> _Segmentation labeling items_
+ + + + + + +

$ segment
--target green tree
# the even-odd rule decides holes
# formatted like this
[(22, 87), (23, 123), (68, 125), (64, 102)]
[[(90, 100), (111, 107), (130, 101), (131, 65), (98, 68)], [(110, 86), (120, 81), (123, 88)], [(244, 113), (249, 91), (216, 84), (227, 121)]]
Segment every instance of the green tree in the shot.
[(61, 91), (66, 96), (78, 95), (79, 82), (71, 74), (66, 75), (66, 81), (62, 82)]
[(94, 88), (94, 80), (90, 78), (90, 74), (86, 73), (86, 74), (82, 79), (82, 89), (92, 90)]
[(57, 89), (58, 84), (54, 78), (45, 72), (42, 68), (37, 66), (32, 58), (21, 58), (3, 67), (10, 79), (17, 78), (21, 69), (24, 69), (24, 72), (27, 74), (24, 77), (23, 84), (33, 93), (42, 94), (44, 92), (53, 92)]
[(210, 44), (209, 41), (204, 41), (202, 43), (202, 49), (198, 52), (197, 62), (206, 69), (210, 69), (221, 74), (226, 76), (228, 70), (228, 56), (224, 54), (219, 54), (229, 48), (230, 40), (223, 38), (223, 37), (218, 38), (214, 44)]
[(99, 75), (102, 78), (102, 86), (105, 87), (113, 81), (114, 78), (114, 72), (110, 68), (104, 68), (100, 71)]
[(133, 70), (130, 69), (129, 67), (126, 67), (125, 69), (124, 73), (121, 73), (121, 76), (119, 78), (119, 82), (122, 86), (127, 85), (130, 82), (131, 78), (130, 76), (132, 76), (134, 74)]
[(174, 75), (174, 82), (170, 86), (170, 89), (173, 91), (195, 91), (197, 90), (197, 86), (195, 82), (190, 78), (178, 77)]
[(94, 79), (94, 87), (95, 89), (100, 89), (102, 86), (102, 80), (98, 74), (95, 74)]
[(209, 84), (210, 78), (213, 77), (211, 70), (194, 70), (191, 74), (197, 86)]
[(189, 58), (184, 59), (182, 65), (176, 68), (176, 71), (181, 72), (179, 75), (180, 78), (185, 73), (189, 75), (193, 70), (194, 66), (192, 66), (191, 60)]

+ + + + + + +

> _Set exercise_
Rewrite the data above so that "green tree" becomes "pine tree" wherever it occurs, with every other part left unchanged.

> _Correct result_
$ segment
--target pine tree
# the even-odd rule decides holes
# formatted like this
[(22, 87), (23, 123), (68, 125), (64, 102)]
[[(90, 100), (111, 107), (130, 101), (131, 65), (98, 68)], [(110, 86), (120, 81), (123, 88)], [(244, 113), (249, 91), (216, 84), (227, 121)]]
Segment every instance of the pine tree in the shot.
[(61, 91), (66, 96), (78, 95), (79, 82), (71, 74), (66, 75), (66, 81), (62, 82)]
[(94, 88), (94, 80), (90, 78), (90, 74), (86, 73), (86, 74), (82, 79), (82, 89), (92, 90)]
[(57, 89), (58, 84), (54, 78), (45, 72), (42, 68), (37, 66), (32, 58), (21, 58), (3, 67), (10, 79), (17, 78), (21, 69), (24, 69), (24, 72), (27, 74), (24, 77), (23, 84), (33, 93), (42, 94), (44, 92), (53, 92)]
[(210, 44), (209, 41), (204, 41), (202, 43), (202, 49), (198, 52), (197, 62), (206, 69), (210, 69), (221, 74), (226, 76), (228, 70), (228, 56), (224, 54), (219, 54), (229, 48), (230, 40), (223, 38), (223, 37), (218, 38), (214, 44)]
[(99, 75), (102, 78), (102, 86), (105, 87), (113, 81), (114, 78), (114, 72), (110, 68), (104, 68), (100, 71)]
[(133, 70), (130, 69), (129, 67), (126, 67), (125, 69), (124, 73), (121, 73), (121, 76), (119, 78), (119, 82), (122, 86), (127, 85), (130, 82), (131, 78), (130, 76), (132, 76), (134, 74)]
[(174, 75), (174, 82), (170, 86), (170, 89), (173, 91), (195, 91), (197, 90), (197, 86), (195, 82), (190, 78), (178, 77)]
[(94, 79), (94, 87), (95, 89), (100, 89), (102, 86), (102, 80), (98, 74), (95, 74)]
[(209, 84), (210, 78), (213, 77), (211, 70), (194, 70), (191, 74), (197, 86)]
[(189, 58), (184, 59), (182, 65), (176, 68), (176, 71), (181, 72), (179, 75), (180, 78), (185, 73), (189, 75), (193, 70), (194, 66), (192, 66), (191, 60)]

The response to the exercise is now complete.